### [Given task]
Reproduce the data below verbatim, from its first line up to and including the line that contains "<point>292,303</point>".

### [Task data]

_ _ _ _ _

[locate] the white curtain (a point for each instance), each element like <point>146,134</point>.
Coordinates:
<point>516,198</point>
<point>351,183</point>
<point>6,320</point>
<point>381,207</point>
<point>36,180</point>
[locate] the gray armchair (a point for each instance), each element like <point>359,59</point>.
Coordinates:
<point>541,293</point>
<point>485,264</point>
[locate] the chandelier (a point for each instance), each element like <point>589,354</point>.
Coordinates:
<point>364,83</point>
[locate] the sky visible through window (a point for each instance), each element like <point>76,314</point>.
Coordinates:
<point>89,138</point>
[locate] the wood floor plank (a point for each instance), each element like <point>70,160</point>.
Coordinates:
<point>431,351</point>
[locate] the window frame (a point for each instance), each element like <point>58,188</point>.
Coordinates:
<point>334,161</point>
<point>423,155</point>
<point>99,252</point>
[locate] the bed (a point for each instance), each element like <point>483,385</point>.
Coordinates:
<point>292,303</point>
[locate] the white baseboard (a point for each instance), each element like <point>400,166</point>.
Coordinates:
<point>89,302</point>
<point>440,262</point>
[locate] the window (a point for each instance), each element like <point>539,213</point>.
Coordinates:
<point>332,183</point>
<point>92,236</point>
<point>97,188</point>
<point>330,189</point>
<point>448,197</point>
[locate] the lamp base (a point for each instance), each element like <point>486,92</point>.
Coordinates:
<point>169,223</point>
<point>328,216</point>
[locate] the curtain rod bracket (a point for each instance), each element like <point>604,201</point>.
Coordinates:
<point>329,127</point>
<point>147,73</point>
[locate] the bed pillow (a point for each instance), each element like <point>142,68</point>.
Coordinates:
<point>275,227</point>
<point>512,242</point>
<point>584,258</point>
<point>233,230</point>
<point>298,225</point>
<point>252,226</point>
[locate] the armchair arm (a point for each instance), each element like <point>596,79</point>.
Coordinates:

_ _ _ _ _

### [Finished exercise]
[locate] the white curtain (a point for each instance), each element like <point>146,134</point>.
Coordinates:
<point>516,198</point>
<point>351,183</point>
<point>6,320</point>
<point>381,207</point>
<point>36,180</point>
[locate] the gray armchair (a point for each instance), each element like <point>359,59</point>.
Coordinates:
<point>541,293</point>
<point>485,264</point>
[locate] the chandelier (a point for each instance), each element like <point>589,354</point>.
Coordinates:
<point>364,83</point>
[locate] the sky visible through window (a point for each instance), each element like <point>76,314</point>.
Coordinates:
<point>89,138</point>
[locate] the wood floor plank (a point for each instance), each element like <point>70,160</point>.
Coordinates:
<point>431,351</point>
[locate] the window frame (a point for each instance), each element like <point>58,188</point>.
Coordinates:
<point>334,161</point>
<point>423,155</point>
<point>99,252</point>
[locate] the bed (a point for each instance), each element like <point>483,385</point>.
Coordinates:
<point>292,303</point>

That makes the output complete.